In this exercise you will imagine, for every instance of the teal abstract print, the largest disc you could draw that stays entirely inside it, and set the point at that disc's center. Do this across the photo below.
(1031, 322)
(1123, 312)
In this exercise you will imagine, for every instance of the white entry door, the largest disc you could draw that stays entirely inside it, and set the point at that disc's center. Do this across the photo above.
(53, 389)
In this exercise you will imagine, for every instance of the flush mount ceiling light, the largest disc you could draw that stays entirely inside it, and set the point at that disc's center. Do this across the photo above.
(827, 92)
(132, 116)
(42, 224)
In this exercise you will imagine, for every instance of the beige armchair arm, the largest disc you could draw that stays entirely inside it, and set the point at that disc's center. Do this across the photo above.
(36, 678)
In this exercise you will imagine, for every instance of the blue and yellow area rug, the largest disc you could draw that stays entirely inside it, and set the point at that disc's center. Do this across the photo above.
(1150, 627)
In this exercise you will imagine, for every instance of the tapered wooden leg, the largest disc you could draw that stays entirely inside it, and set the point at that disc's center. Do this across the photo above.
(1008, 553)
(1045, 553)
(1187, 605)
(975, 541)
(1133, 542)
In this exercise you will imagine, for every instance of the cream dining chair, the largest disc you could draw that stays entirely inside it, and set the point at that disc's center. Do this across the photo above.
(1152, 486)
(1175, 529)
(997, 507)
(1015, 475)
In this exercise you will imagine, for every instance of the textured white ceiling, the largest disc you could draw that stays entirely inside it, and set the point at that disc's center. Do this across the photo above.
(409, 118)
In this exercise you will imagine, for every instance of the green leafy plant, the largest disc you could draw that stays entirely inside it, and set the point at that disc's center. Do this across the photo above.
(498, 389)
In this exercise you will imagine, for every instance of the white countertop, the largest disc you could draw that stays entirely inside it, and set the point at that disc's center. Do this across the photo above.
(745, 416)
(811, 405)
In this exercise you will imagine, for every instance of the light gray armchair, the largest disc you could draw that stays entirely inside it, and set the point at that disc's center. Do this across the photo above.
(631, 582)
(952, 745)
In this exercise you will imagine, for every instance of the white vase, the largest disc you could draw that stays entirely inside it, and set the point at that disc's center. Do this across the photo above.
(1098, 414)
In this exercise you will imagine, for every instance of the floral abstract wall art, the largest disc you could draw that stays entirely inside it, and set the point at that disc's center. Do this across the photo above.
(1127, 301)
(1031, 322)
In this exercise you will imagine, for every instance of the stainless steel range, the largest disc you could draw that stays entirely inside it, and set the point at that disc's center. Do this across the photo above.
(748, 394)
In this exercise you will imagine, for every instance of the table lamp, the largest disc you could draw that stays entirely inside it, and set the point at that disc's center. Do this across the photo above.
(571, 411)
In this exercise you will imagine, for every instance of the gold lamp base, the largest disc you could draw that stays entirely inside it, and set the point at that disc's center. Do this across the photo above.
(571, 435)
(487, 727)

[Exercise task] Render the records above as a JSON list of strings, with one string for each line and any blank lines omitted.

[Response below]
[
  "In this exercise you will imagine, for every instance of the teal abstract print, the largest disc you could draw that stays entirely inside it, and set the point at that disc's center. Do this across the photo below.",
  "(1031, 322)",
  "(1123, 312)",
  "In this exercise you will imagine, for every instance of the white entry door, the largest disc you could draw that stays entirely inside it, and set the point at that disc's center. Do this across the photo above.",
  "(53, 389)",
  "In this exercise you will imagine, for every instance of the flush mount ceiling light, the largest disc you could draw that stays entirely inside it, and set the point at that disc's center. Do this across the photo above.",
  "(827, 92)",
  "(132, 116)",
  "(42, 224)",
  "In this exercise you will imagine, for every instance of the beige armchair arm, the largest disc you could draw that stays entirely inside it, and set the point at that disc's center. Do this across the photo above.",
  "(36, 678)",
  "In this exercise you will imagine, for every instance of the blue and yellow area rug, the largest disc you could draw that stays entirely inside it, and set the point at that disc's center. Do this across the photo above.",
  "(1150, 627)",
  "In this exercise you will imagine, for every instance of the tapered wooden leg, the largest disc you could draw that stays entirely inside it, and set the point at that disc's center. Do this across the photo above.",
  "(1008, 553)",
  "(1045, 553)",
  "(1187, 605)",
  "(975, 541)",
  "(1133, 542)",
  "In this exercise you will imagine, for every instance of the cream dining chair, the largest disc you could draw that stays entirely inside it, and set the point at that disc's center. Do this across the photo above.",
  "(1152, 486)",
  "(1175, 529)",
  "(997, 507)",
  "(1015, 475)",
  "In this exercise you will imagine, for every instance of the textured white ceiling, the largest disc you could draw that stays entirely inside it, and set the point at that disc's center. Do this across the photo above.",
  "(409, 118)",
  "In this exercise you will imagine, for every instance of the green leafy plant, the largest disc you could draw that stays entirely inside it, and set the point at that disc's center. Do this across the photo above.",
  "(498, 389)",
  "In this exercise you will imagine, for every instance of the white countertop, the largest disc you could draw that stays entirely inside it, and set the point at that disc's center. Do this across the photo above.",
  "(745, 416)",
  "(811, 405)",
  "In this exercise you will imagine, for every instance of the light gray armchair, the largest disc you could draw that stays entirely inside it, and set the point at that disc's center. Do this across the photo above.",
  "(631, 582)",
  "(952, 745)",
  "In this exercise you will imagine, for every instance of the white vase, the largest disc you could draw that stays entirely inside it, and set the point at that disc's center. Do this across the photo above.",
  "(1098, 414)",
  "In this exercise you will imagine, for every instance of the floral abstract wall art, the largest disc you could draw that stays entirely inside it, and set the point at that disc's center. Do this across the photo above.",
  "(1127, 301)",
  "(1031, 322)",
  "In this exercise you will imagine, for every instance of the stainless steel range, the largest disc you could draw that stays entirely inside it, and set the point at that disc's center. Do this across the photo above.",
  "(748, 394)",
  "In this exercise you will imagine, for every instance of the table lamp, the largest disc you could draw that stays entirely inside it, and set the point at that disc's center. Do this across the photo above.",
  "(571, 411)",
  "In this exercise you will imagine, for every instance of the gold lamp base, the largest disc you could draw that stays entirely inside it, and set the point at that disc's center. Do this across the photo above.",
  "(571, 435)",
  "(487, 727)"
]